__STATED EXERCISE__
In the text below about waste collection systems, which kind of system did Vishnu et al. find to outperform other automation approaches?

__TEXT SHOWN__
Urban Waste Collection Centers (WCCs) play a critical role in managing urban waste, yet proactive solutions for overspill and gas emissions are limited; this study introduces ProWaste, an IoT and machine learning system for WCC management, building on prior works utilizing IoT, ultrasonic sensors, and automation techniques in waste management. Patil et al. offered an intelligent e-waste management system with an ultrasonic sensor that measures trash volume and sends a notification to a city web server for sanitation9. An Android app is used to receive notifications, reducing the need for human monitoring. The challenge of energy-efficient data collection in Smart Cities is also addressed in the article. Ijemaru et al.10 proposed an Internet of Vehicles-based data collection technique for waste management in Smart Cities, with energy consumption analysis and preference for LoRaWAN protocol. Vishnu et al.11 conducted a study on automation approaches in waste management using RFID, WSN, and IoT-based systems, and concluded that IoT-based systems with LoRaWAN protocol outperform other approaches. Shanthini et al.12 proposed an IoT-based smart trash can connected via an IoT system for waste management in urban areas, using a Node MCU microcontroller, waterproof sensors, and Wi-Fi connectivity. Prastyabudi et al.13 proposed a conceptual design for a smart trash can connected via an IoT system, with data classification, concept identification, and conceptual model building. Limitations of the study include the lack of evidence of the concept’s versatility and verification.

__DATA EXTRACT__

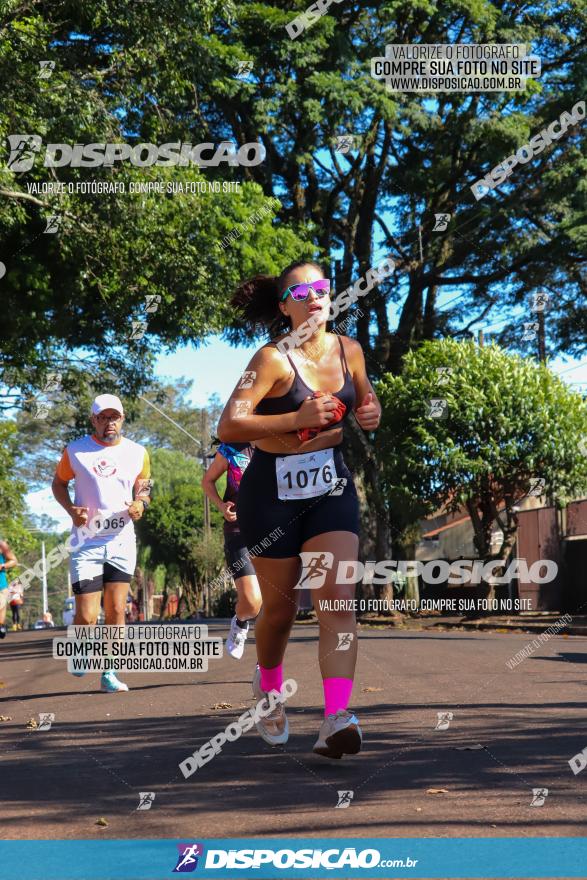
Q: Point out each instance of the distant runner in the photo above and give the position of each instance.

__SOLUTION TO THE EXERCISE__
IoT-based systems using the LoRaWAN protocol.